> [Consigne A] Indiquez seulement le nombre de lignes des entrées qui contiennent la chaîne « boat », en respectant la casse.

---- Extrait choisi

La bande d’adolescents fascinés et obsédés par les cinq mystérieuses soeurs Lisbon dans le roman culte de Jeffrey Eugenides, Virgin suicides, analyse pour leur camarade, un brin nigaud, de Trip Fontaine, le tombeur du lycée, les rudiments de la séduction au téléphone… Un art risqué ! Yann Moix qui développe des héros obsessionnels assez proches de ceux d’Eugenides a lui aussi décortiqué l’appel téléphonique à son amoureuse quand on a que 12 ans :
« (…) Apprendre par cœur les phrases clé, prévoir les différentes conversations possibles, faire les exercices de respiration de yoga avant de plonger tête la première et les yeux fermés dans l’océan crépitant d’électricité statique des lignes de téléphone. Il n’avait pas enduré l’éternité de la sonnerie avant qu’on décroche, ignorait le coup au cœur qu’on éprouvait en entendant la voix incomparable soudain jointe à la sienne, l’impression que cela faisait d’être trop près pour même la voir, d’être en fait à l’intérieur de son oreille. Il n’avait jamais enduré la douleur des réactions molles, la crainte du : « Oh…salut », ni l’annihilation soudaine du : « Qui ? » (Extrait de « Virgin suicides » de Jeffrey Eugenides).

--------

> [Consigne B] Traduisez en anglais cette phrase de l’extrait sur l’appel téléphonique amoureux : « Il n’avait jamais enduré la douleur des réactions molles, la crainte du : « Oh…salut », ni l’annihilation soudaine du : « Qui ? » »

---- Données disponibles

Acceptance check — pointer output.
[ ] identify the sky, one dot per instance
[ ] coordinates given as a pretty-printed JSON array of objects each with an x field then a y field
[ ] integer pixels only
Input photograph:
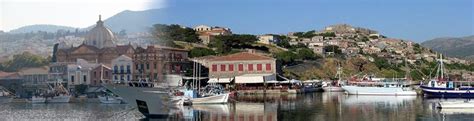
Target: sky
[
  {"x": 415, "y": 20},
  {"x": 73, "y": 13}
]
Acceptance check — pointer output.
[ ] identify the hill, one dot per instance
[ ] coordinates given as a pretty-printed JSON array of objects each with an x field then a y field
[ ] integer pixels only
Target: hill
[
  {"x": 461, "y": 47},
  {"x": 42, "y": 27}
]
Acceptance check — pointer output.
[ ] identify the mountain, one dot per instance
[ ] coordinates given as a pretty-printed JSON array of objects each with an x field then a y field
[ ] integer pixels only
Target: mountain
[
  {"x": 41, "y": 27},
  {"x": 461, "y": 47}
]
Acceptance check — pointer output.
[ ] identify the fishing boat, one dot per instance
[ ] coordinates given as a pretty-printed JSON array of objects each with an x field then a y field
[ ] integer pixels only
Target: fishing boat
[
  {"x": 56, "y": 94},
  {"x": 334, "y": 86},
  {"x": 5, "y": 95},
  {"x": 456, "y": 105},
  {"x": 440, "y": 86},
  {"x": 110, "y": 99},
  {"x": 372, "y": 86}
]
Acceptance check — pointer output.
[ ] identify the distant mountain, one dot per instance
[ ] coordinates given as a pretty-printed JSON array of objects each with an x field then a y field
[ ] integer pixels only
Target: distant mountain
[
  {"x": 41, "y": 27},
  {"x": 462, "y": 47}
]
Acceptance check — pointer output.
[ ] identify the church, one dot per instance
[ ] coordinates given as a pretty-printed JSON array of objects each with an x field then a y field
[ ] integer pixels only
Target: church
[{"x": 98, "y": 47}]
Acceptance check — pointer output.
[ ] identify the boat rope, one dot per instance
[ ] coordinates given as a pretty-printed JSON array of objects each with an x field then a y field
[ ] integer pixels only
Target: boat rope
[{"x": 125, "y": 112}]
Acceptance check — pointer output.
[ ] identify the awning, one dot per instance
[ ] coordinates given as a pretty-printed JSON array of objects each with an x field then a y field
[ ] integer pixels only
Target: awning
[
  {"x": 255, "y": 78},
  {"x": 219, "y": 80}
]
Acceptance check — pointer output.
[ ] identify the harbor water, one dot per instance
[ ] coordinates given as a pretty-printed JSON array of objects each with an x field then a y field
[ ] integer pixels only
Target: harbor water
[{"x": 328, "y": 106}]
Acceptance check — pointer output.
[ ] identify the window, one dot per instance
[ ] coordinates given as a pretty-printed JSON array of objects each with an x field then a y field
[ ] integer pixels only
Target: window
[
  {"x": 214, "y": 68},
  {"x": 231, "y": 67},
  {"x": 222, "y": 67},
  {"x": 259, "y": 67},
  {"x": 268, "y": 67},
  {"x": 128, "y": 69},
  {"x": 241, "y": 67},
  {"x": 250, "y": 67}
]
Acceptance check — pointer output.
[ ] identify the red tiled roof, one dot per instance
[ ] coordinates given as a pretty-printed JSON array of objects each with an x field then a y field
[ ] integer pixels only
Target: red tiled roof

--------

> [Réponse attendue A] 4

> [Réponse attendue B] He had never endured the pain of lukewarm responses, the dread of: "Oh…hi," nor the sudden annihilation of: "Who?"